- _EXERCISE PROMPT_
Set out the records again, keeping every word as it is.

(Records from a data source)
══════

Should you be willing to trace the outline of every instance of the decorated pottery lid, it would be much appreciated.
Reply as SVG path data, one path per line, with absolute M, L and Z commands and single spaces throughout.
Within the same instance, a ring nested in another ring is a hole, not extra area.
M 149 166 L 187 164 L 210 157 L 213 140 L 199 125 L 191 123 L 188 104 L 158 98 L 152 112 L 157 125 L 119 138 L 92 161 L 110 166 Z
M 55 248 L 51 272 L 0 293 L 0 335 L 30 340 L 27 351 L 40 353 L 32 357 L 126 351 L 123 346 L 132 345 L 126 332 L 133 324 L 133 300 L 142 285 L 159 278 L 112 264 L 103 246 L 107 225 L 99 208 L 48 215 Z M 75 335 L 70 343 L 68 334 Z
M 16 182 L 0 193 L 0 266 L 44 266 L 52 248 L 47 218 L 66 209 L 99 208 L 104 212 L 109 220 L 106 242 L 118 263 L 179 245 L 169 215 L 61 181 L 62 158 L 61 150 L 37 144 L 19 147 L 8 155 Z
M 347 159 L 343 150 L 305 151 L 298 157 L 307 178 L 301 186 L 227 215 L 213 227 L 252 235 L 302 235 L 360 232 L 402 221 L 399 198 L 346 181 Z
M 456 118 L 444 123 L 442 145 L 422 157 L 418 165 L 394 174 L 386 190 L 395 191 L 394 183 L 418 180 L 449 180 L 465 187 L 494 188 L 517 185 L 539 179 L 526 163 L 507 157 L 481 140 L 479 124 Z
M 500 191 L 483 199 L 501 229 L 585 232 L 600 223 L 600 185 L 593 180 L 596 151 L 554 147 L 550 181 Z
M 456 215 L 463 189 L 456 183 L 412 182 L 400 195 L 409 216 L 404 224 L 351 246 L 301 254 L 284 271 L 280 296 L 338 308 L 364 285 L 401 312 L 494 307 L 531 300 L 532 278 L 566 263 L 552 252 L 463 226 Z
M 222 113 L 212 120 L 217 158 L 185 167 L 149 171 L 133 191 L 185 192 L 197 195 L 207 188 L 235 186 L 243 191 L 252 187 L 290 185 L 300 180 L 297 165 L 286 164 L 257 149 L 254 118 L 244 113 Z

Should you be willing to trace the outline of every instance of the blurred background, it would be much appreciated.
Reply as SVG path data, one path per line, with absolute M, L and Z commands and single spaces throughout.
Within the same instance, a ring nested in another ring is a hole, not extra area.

══════

- _OUTPUT OF THE EXERCISE_
Should you be willing to trace the outline of every instance of the decorated pottery lid, it would be much appreciated.
Reply as SVG path data, one path per line, with absolute M, L and Z commands and single spaces throughout.
Within the same instance, a ring nested in another ring is a hole, not extra area.
M 149 166 L 187 164 L 210 157 L 213 140 L 199 125 L 191 123 L 188 104 L 158 98 L 152 112 L 157 125 L 119 138 L 92 161 L 110 166 Z
M 55 248 L 51 272 L 0 293 L 0 335 L 30 340 L 27 351 L 40 353 L 32 357 L 126 351 L 123 346 L 132 345 L 126 332 L 133 324 L 133 300 L 142 285 L 159 278 L 112 264 L 103 246 L 107 225 L 99 208 L 48 215 Z M 75 335 L 70 343 L 68 334 Z
M 16 182 L 0 193 L 0 266 L 44 266 L 52 248 L 47 218 L 66 209 L 99 208 L 104 212 L 109 220 L 106 242 L 118 263 L 179 245 L 169 215 L 61 181 L 62 158 L 61 150 L 37 144 L 19 147 L 8 155 Z
M 347 159 L 343 150 L 305 151 L 298 157 L 307 178 L 301 186 L 227 215 L 213 227 L 252 235 L 302 235 L 360 232 L 402 221 L 399 198 L 346 181 Z
M 456 118 L 444 123 L 442 145 L 422 157 L 418 165 L 394 174 L 386 190 L 395 191 L 394 183 L 418 180 L 449 180 L 465 187 L 494 188 L 517 185 L 539 179 L 526 163 L 507 157 L 481 140 L 479 124 Z
M 500 191 L 483 199 L 501 229 L 585 232 L 600 223 L 600 185 L 593 180 L 596 151 L 554 147 L 550 181 Z
M 456 215 L 463 189 L 456 183 L 412 182 L 400 195 L 409 216 L 404 224 L 351 246 L 301 254 L 284 271 L 280 296 L 338 308 L 364 285 L 401 312 L 494 307 L 531 300 L 532 278 L 566 263 L 552 252 L 463 226 Z
M 222 113 L 212 120 L 217 158 L 185 167 L 149 171 L 133 191 L 185 192 L 197 195 L 207 188 L 235 186 L 243 191 L 252 187 L 290 185 L 300 180 L 297 165 L 286 164 L 257 149 L 254 118 L 244 113 Z

Should you be willing to trace the outline of every instance of the blurred background, it would be much appreciated.
Reply as SVG path data, one path per line, with absolute M, L and Z commands and single spaces throughout.
Within the same instance, a ring nested in another ring is a hole, not extra area.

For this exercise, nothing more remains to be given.